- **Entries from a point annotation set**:
--

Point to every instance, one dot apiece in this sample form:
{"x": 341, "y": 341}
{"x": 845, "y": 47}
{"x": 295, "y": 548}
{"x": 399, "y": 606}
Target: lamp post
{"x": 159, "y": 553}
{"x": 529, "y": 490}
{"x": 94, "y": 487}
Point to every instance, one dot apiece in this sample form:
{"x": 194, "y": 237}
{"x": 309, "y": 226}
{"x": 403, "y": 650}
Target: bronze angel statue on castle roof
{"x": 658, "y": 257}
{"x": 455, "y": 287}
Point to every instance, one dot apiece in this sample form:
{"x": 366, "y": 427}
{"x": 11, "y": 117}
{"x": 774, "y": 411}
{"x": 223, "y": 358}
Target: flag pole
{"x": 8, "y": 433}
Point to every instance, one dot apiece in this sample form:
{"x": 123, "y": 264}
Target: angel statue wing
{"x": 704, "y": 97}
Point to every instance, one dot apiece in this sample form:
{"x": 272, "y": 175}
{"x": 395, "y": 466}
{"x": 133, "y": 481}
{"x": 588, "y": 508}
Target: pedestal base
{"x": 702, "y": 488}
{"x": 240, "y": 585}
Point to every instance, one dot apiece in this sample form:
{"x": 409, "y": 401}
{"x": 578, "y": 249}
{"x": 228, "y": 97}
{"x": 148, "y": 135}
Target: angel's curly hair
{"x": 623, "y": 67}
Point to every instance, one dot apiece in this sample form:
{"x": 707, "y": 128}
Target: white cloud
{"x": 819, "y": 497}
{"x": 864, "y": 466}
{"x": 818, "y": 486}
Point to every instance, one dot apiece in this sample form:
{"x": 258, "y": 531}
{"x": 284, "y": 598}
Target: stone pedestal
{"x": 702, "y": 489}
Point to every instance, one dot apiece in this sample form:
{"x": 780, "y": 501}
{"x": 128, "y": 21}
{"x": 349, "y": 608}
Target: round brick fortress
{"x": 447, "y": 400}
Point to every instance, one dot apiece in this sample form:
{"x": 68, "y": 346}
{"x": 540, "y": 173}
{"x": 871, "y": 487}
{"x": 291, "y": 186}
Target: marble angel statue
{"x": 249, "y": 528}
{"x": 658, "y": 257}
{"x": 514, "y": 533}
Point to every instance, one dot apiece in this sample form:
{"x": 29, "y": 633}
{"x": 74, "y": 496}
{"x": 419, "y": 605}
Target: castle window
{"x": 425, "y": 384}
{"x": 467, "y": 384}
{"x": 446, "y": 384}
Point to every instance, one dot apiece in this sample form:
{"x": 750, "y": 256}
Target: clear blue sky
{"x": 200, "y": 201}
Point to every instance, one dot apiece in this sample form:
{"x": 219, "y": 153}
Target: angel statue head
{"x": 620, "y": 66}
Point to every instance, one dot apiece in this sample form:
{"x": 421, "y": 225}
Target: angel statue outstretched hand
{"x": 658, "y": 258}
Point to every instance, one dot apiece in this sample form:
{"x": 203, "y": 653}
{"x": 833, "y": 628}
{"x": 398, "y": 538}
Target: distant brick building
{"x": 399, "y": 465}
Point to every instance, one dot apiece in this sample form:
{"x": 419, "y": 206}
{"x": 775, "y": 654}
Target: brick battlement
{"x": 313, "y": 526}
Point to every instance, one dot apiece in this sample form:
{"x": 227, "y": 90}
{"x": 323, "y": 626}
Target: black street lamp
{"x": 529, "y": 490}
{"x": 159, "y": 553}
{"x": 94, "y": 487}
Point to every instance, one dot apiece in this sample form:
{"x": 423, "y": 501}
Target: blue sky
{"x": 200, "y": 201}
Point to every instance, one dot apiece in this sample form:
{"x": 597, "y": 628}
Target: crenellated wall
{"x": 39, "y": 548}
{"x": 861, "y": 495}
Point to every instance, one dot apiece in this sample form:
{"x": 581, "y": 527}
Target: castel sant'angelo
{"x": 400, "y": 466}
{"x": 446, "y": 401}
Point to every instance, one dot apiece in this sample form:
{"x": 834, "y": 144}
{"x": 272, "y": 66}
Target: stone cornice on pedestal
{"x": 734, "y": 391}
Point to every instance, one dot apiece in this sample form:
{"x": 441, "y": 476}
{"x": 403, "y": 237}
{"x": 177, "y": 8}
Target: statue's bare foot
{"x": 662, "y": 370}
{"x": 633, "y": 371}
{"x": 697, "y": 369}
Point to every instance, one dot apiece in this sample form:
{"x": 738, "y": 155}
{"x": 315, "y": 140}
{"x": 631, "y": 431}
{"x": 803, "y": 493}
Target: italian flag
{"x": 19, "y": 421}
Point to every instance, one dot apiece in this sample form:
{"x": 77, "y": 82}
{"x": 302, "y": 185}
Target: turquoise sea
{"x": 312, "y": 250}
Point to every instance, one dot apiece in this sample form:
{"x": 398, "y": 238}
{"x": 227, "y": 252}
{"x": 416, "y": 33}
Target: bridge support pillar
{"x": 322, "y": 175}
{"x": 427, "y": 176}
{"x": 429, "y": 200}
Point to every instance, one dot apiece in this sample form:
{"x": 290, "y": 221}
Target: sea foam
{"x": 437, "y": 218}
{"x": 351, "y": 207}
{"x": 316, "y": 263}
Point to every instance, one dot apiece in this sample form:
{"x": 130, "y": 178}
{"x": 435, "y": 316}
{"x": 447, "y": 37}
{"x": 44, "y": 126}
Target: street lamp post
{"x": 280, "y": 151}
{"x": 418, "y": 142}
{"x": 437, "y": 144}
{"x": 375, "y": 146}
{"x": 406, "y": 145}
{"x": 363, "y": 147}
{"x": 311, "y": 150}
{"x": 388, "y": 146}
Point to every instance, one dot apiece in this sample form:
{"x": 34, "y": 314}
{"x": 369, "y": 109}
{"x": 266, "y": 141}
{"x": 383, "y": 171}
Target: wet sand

--

- **Goal**: Gather every line of the material above that contains the word "lamp", with case counting.

- **Written response**:
Target: lamp post
Target: black street lamp
Target: street lamp post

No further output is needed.